═════ Input for this task
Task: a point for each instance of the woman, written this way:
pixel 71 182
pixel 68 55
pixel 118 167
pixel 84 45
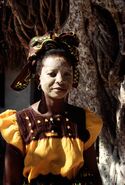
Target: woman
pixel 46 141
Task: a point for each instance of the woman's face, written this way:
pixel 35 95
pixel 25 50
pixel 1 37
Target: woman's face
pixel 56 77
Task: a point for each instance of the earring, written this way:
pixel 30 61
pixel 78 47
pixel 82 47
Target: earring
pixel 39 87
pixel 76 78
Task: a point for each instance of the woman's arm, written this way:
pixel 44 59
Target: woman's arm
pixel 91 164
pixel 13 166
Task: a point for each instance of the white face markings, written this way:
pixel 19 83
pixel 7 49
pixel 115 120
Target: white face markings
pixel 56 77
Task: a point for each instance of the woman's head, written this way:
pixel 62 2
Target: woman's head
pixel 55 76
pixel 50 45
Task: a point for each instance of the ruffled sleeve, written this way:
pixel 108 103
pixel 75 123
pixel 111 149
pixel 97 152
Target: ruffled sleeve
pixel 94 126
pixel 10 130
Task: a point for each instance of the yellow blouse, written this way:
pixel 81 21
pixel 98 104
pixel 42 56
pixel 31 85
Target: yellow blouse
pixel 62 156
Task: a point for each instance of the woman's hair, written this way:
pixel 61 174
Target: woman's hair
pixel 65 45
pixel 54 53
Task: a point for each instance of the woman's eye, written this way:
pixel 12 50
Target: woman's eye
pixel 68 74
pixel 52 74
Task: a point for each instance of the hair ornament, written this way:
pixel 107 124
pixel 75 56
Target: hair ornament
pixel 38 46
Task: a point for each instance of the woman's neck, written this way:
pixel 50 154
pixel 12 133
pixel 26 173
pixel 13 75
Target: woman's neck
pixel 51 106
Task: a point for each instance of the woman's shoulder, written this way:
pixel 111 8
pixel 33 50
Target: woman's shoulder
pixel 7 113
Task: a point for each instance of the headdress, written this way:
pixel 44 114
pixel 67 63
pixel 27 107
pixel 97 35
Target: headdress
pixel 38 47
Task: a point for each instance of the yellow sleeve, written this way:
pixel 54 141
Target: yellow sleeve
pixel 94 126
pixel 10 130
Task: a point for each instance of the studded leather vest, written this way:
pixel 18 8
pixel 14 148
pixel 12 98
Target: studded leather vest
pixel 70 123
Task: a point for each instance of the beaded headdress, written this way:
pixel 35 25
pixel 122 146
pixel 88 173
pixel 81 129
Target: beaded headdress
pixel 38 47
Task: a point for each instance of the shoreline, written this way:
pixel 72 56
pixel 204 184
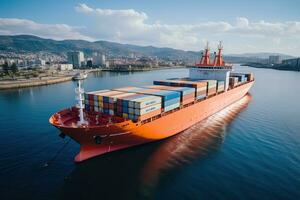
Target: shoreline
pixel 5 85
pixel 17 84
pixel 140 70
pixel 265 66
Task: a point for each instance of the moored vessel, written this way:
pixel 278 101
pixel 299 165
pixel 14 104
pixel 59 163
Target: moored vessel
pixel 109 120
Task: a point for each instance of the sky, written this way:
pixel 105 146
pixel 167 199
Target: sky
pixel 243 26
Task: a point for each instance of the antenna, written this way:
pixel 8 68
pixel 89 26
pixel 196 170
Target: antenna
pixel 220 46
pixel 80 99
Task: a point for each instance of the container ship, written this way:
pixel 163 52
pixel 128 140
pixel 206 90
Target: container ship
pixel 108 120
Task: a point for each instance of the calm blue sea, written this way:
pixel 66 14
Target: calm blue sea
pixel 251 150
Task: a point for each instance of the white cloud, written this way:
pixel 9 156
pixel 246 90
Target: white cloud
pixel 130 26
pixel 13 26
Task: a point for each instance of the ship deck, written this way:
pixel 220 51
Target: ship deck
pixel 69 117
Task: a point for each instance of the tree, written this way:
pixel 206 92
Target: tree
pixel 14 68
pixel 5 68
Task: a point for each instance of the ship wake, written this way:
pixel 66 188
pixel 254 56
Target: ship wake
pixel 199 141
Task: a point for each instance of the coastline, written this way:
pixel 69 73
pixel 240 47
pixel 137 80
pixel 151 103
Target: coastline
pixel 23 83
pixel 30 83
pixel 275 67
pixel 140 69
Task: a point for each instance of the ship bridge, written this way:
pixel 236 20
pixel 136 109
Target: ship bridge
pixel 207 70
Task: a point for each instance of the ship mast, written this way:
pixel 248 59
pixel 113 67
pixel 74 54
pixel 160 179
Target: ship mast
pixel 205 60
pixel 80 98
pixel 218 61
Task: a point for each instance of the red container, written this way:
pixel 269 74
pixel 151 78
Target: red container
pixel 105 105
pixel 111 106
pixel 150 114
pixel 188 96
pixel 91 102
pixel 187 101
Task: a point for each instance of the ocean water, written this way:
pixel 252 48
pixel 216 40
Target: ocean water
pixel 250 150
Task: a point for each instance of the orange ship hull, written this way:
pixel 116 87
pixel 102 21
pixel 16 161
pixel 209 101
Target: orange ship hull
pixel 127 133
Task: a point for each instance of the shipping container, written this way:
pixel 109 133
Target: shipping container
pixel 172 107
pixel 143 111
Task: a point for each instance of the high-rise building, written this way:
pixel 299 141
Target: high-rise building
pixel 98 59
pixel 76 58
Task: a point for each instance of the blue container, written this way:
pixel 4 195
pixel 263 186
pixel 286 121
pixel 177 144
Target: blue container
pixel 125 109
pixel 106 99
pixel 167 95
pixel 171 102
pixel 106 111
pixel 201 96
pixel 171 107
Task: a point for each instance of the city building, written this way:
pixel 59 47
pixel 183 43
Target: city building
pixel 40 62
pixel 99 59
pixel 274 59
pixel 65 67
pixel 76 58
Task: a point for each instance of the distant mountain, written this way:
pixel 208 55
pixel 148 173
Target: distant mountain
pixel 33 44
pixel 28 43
══════════
Work request:
The whole listing is to be duplicated verbatim, apart from its images.

Solution to the exercise:
Task: a point for each instance of the woman, written this way:
pixel 71 182
pixel 68 55
pixel 118 167
pixel 84 45
Target: woman
pixel 46 141
Task: a point for each instance of the woman's face, written this way:
pixel 35 95
pixel 25 50
pixel 1 37
Target: woman's face
pixel 56 77
Task: a point for each instance of the earring, written this way:
pixel 30 61
pixel 78 47
pixel 82 47
Target: earring
pixel 39 87
pixel 76 78
Task: a point for each instance of the woman's arm, written this way:
pixel 44 59
Target: woman's arm
pixel 91 164
pixel 13 166
Task: a point for each instance of the white face markings, written this way:
pixel 19 83
pixel 7 49
pixel 115 120
Target: white face markings
pixel 56 77
Task: a point for each instance of the woman's head, written this way:
pixel 62 2
Target: woman's head
pixel 55 76
pixel 50 45
Task: a point for each instance of the ruffled sleeve, written this way:
pixel 108 103
pixel 75 123
pixel 111 149
pixel 97 152
Target: ruffled sleeve
pixel 94 126
pixel 10 130
Task: a point for each instance of the yellow blouse, written this way:
pixel 81 21
pixel 98 104
pixel 42 56
pixel 31 85
Target: yellow blouse
pixel 62 156
Task: a point for each instance of the woman's hair, written this way:
pixel 61 174
Target: woman's hair
pixel 65 45
pixel 54 53
Task: a point for each instance of the woman's eye, written this way:
pixel 12 50
Target: woman's eye
pixel 68 74
pixel 52 74
Task: a point for each instance of the hair ornament, written this way:
pixel 107 124
pixel 75 56
Target: hair ornament
pixel 38 46
Task: a point for each instance of the woman's neck, written this way:
pixel 50 154
pixel 12 133
pixel 26 173
pixel 13 75
Target: woman's neck
pixel 51 106
Task: a point for each instance of the woman's shoulder, written this way:
pixel 111 8
pixel 33 50
Target: woman's shoulder
pixel 7 113
Task: a point for each instance of the headdress, written this way:
pixel 44 114
pixel 67 63
pixel 27 107
pixel 97 35
Target: headdress
pixel 38 47
Task: a point for each instance of the yellow sleeve, written this way:
pixel 54 141
Target: yellow sleeve
pixel 94 126
pixel 10 130
Task: a point for each instance of the studded leather vest, written this way:
pixel 18 8
pixel 14 148
pixel 12 98
Target: studded leather vest
pixel 70 123
Task: a point for each instance of the beaded headdress, written this way:
pixel 35 25
pixel 122 146
pixel 88 173
pixel 81 129
Target: beaded headdress
pixel 38 47
Task: a point for each instance of the shoreline, written this way:
pixel 72 56
pixel 204 184
Target: shoreline
pixel 5 85
pixel 17 84
pixel 140 70
pixel 265 66
Task: a point for each instance of the moored vessel, written this way:
pixel 278 101
pixel 299 165
pixel 14 104
pixel 59 163
Target: moored vessel
pixel 109 120
Task: a point for each instance of the sky, written this way:
pixel 105 146
pixel 167 199
Target: sky
pixel 243 26
Task: a point for each instance of the antenna, written this way:
pixel 8 68
pixel 89 26
pixel 196 170
Target: antenna
pixel 220 46
pixel 80 99
Task: a point for each instance of the container ship, written this way:
pixel 163 52
pixel 128 140
pixel 206 90
Target: container ship
pixel 108 120
Task: a point for each instance of the calm blue sea, written this way:
pixel 66 14
Target: calm blue sea
pixel 251 150
Task: a point for each instance of the white cloud, written this way:
pixel 9 156
pixel 246 90
Target: white cloud
pixel 130 26
pixel 13 26
Task: a point for each instance of the ship deck, written this way:
pixel 220 51
Target: ship deck
pixel 69 117
Task: a point for each instance of the tree, written this way:
pixel 206 92
Target: tree
pixel 14 68
pixel 5 68
Task: a point for each instance of the ship wake, written this way:
pixel 66 188
pixel 254 56
Target: ship wake
pixel 199 141
Task: a point for each instance of the coastline, written this way:
pixel 69 73
pixel 240 47
pixel 137 80
pixel 151 103
Target: coastline
pixel 23 83
pixel 30 83
pixel 275 67
pixel 140 69
Task: a point for each instance of the ship bridge, written this way:
pixel 236 20
pixel 136 109
Target: ship bridge
pixel 207 70
Task: a point for each instance of the ship mast, written this way:
pixel 248 59
pixel 113 67
pixel 74 54
pixel 160 179
Target: ship mast
pixel 205 60
pixel 80 98
pixel 218 61
Task: a point for each instance of the red container, written this way:
pixel 269 74
pixel 151 78
Target: red container
pixel 105 105
pixel 111 106
pixel 150 114
pixel 188 96
pixel 91 102
pixel 187 101
Task: a point for each instance of the ocean water, written this way:
pixel 252 48
pixel 216 40
Target: ocean water
pixel 250 150
Task: a point for each instance of the orange ship hull, written this way:
pixel 116 87
pixel 102 21
pixel 16 161
pixel 209 101
Target: orange ship hull
pixel 127 133
Task: a point for each instance of the shipping container, written this way:
pixel 109 133
Target: shipping container
pixel 172 107
pixel 143 111
Task: a point for each instance of the high-rise building, written this way:
pixel 299 141
Target: high-rise building
pixel 98 59
pixel 76 58
Task: a point for each instance of the blue container, written this way:
pixel 4 195
pixel 263 186
pixel 286 121
pixel 177 144
Target: blue container
pixel 125 109
pixel 106 99
pixel 167 95
pixel 171 102
pixel 106 111
pixel 201 96
pixel 171 107
Task: a point for each instance of the city building, written this way:
pixel 59 47
pixel 183 43
Target: city building
pixel 40 62
pixel 99 59
pixel 274 59
pixel 65 67
pixel 76 58
Task: a point for each instance of the distant mountain, written this way:
pixel 208 55
pixel 148 173
Target: distant mountain
pixel 33 44
pixel 28 43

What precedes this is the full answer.